What you will do> Reproduce the whole listing exactly, omitting any picture it holds.
_ _ _ _ _ _ _
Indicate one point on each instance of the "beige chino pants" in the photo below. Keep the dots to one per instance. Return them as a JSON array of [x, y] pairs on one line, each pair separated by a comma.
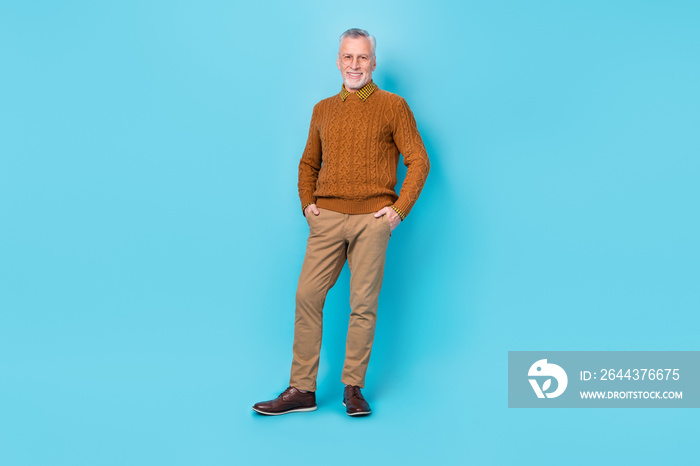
[[362, 239]]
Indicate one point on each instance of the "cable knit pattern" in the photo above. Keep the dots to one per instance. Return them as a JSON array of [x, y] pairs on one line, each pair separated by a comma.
[[352, 153]]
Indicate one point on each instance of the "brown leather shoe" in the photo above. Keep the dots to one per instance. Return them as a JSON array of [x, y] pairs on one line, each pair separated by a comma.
[[290, 401], [355, 404]]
_ _ _ _ _ _ _
Solution>
Indicate one point on each instance of the "beige chino pants" in the photo below. Keep the dots to one per instance. Return them as a JSON array of [x, y] pairs on one line, each pair separated by a comma.
[[362, 239]]
Indicate one point on each instance of the "cable knit pattern" in the photo above. Keep the dots to one per instance. Return them as a JSON array of [x, y] pairs on one line, each pair separated by a comma.
[[352, 153]]
Indicate one point on each instance of the "brown leather shoe" in the photo above. Keep the dots to one per instance. Return them as a JSON array of [x, y] pairs on one line, each pair separated by a comma.
[[290, 401], [355, 404]]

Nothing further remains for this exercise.